> **Source document**
<<<<
# 99231 help



## rich203 (Aug 15, 2013)

Please help - I am new to E/M coding -I have multiple denials with 99231 on multiple days. Any ideas to help with these denials to get paid. Thank you


----------



## mhstrauss (Aug 15, 2013)

rich203 said:


> Please help - I am new to E/M coding -I have multiple denials with 99231 on multiple days. Any ideas to help with these denials to get paid. Thank you



What exactly is the denial?  Are the multiple days all on the same line with multiple units?


----------



## rich203 (Aug 15, 2013)

The denials are for CO4 and CO97 ? These are all on seperate lines with different DOS. Thank you so much for responding. I'm new at E/M and Denials !


----------



## mhstrauss (Aug 15, 2013)

rich203 said:


> The denials are for CO4 and CO97 ? These are all on seperate lines with different DOS. Thank you so much for responding. I'm new at E/M and Denials !



CO4--incorrect modifier, or required modifier missing.

Are the providers MD's? Are there any other services billed on the same DOS for the same provider, or any other provider in the same practice?

CO97--Included in allowed for other procedure

Are these charges in the post-op period for a surgery that was previously performed?
Or on same day as the denied charge?


You're welcome   I definitely remember how frustrating this can be, when you're new and trying to figure everything out!


----------



## rich203 (Aug 15, 2013)
>>>>
> **Material shown**
<<<<
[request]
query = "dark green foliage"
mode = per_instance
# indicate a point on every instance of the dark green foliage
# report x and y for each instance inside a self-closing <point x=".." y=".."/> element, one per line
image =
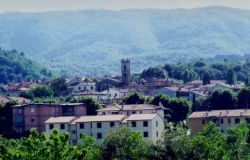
<point x="15" y="67"/>
<point x="123" y="143"/>
<point x="231" y="77"/>
<point x="134" y="98"/>
<point x="155" y="72"/>
<point x="41" y="91"/>
<point x="223" y="99"/>
<point x="59" y="86"/>
<point x="230" y="72"/>
<point x="206" y="78"/>
<point x="91" y="104"/>
<point x="177" y="108"/>
<point x="6" y="119"/>
<point x="244" y="98"/>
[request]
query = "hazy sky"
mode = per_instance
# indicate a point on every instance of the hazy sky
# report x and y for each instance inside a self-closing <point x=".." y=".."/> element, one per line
<point x="48" y="5"/>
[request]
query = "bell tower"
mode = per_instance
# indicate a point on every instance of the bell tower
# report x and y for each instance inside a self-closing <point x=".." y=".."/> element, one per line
<point x="125" y="66"/>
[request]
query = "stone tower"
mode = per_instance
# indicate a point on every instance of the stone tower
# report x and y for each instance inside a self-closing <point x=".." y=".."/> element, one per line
<point x="125" y="66"/>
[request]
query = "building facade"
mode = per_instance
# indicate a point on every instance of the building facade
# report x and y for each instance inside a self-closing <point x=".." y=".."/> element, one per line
<point x="223" y="119"/>
<point x="125" y="68"/>
<point x="34" y="115"/>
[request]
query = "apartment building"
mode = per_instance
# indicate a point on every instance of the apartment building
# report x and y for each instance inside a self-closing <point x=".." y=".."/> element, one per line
<point x="224" y="119"/>
<point x="150" y="125"/>
<point x="131" y="109"/>
<point x="34" y="115"/>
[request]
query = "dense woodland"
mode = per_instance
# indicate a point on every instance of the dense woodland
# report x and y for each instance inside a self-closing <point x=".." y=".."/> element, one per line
<point x="15" y="67"/>
<point x="186" y="72"/>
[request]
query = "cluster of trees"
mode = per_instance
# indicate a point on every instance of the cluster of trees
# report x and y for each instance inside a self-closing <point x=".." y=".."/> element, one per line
<point x="177" y="109"/>
<point x="123" y="143"/>
<point x="225" y="99"/>
<point x="229" y="71"/>
<point x="15" y="67"/>
<point x="58" y="87"/>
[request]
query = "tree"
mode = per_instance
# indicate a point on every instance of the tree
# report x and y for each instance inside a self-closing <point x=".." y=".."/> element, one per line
<point x="155" y="72"/>
<point x="177" y="108"/>
<point x="134" y="98"/>
<point x="91" y="104"/>
<point x="123" y="143"/>
<point x="223" y="99"/>
<point x="206" y="78"/>
<point x="59" y="85"/>
<point x="41" y="91"/>
<point x="231" y="77"/>
<point x="244" y="98"/>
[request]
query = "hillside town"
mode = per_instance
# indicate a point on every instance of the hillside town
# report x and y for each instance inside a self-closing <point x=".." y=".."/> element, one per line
<point x="79" y="119"/>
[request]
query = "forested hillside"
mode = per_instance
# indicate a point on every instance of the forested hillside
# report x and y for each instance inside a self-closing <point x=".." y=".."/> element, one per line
<point x="15" y="67"/>
<point x="93" y="41"/>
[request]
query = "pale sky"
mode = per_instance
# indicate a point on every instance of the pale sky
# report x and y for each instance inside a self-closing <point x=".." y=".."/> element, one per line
<point x="52" y="5"/>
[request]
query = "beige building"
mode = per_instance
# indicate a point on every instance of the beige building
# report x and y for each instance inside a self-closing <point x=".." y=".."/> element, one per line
<point x="62" y="124"/>
<point x="97" y="126"/>
<point x="224" y="119"/>
<point x="131" y="109"/>
<point x="150" y="125"/>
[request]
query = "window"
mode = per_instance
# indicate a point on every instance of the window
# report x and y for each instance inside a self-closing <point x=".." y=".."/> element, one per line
<point x="32" y="110"/>
<point x="247" y="120"/>
<point x="99" y="135"/>
<point x="81" y="125"/>
<point x="221" y="121"/>
<point x="51" y="126"/>
<point x="99" y="125"/>
<point x="237" y="121"/>
<point x="133" y="124"/>
<point x="203" y="121"/>
<point x="145" y="134"/>
<point x="62" y="126"/>
<point x="32" y="120"/>
<point x="112" y="124"/>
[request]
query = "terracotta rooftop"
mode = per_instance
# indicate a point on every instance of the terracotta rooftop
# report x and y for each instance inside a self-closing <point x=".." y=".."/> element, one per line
<point x="221" y="113"/>
<point x="100" y="118"/>
<point x="138" y="117"/>
<point x="63" y="119"/>
<point x="131" y="107"/>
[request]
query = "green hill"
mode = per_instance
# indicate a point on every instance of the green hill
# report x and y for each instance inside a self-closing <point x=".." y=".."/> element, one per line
<point x="15" y="67"/>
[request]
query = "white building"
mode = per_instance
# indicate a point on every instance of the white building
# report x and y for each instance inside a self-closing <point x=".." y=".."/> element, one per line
<point x="150" y="123"/>
<point x="131" y="109"/>
<point x="90" y="86"/>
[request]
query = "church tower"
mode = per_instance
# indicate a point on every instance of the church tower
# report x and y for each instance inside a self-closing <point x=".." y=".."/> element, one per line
<point x="125" y="66"/>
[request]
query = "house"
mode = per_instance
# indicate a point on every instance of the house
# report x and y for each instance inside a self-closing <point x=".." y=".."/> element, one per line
<point x="34" y="115"/>
<point x="62" y="124"/>
<point x="175" y="92"/>
<point x="150" y="125"/>
<point x="99" y="96"/>
<point x="19" y="100"/>
<point x="97" y="126"/>
<point x="131" y="109"/>
<point x="14" y="89"/>
<point x="223" y="119"/>
<point x="86" y="86"/>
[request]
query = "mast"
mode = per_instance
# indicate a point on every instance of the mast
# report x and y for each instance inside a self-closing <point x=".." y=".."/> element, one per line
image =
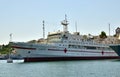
<point x="65" y="23"/>
<point x="76" y="26"/>
<point x="109" y="29"/>
<point x="43" y="29"/>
>>>>
> **Task item A**
List every question mhstrauss asks in the 99231 denial thread.
> **Task item B**
According to the 99231 denial thread, what does the denial code CO97 mean?
> **Task item C**
Reproduce the 99231 denial thread word for word from "CO4--incorrect modifier, or" up to and including "was previously performed?".

> **Exercise result A**
1. What exactly is the denial?
2. Are the multiple days all on the same line with multiple units?
3. Are the providers MD's?
4. Are there any other services billed on the same DOS for the same provider, or any other provider in the same practice?
5. Are these charges in the post-op period for a surgery that was previously performed?
6. Or on same day as the denied charge?

> **Exercise result B**
Included in allowed for other procedure.

> **Exercise result C**
CO4--incorrect modifier, or required modifier missing.

Are the providers MD's? Are there any other services billed on the same DOS for the same provider, or any other provider in the same practice?

CO97--Included in allowed for other procedure

Are these charges in the post-op period for a surgery that was previously performed?